Goal —
Copy out every line of the records below, wording and all, but multiply each x and y pixel coordinate in the answers by 0.5 and round to the nearest whole number, with halves rounded up. Leave the pictures out.

Data records —
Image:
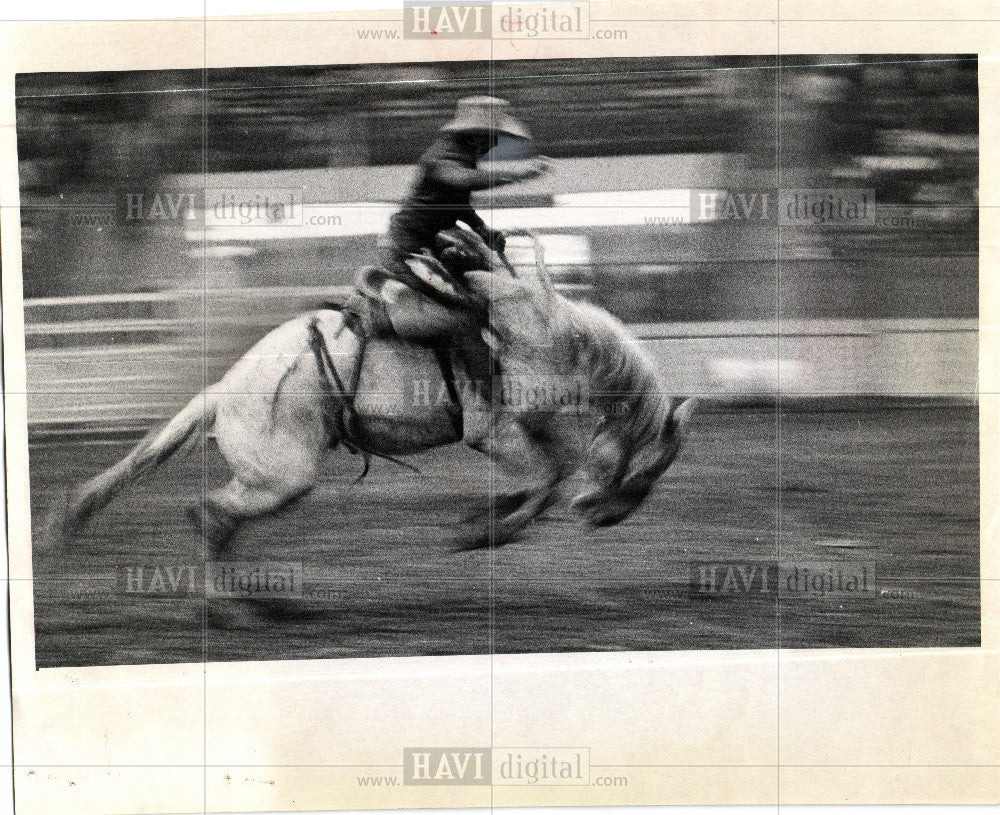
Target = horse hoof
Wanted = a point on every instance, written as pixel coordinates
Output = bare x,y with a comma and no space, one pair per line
211,527
55,531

Task result —
Image:
Target = horse hoof
Wanted = a point on every instance, written as pixel coordinates
Output = bare x,y with a comma and no space, one pair per line
106,264
28,266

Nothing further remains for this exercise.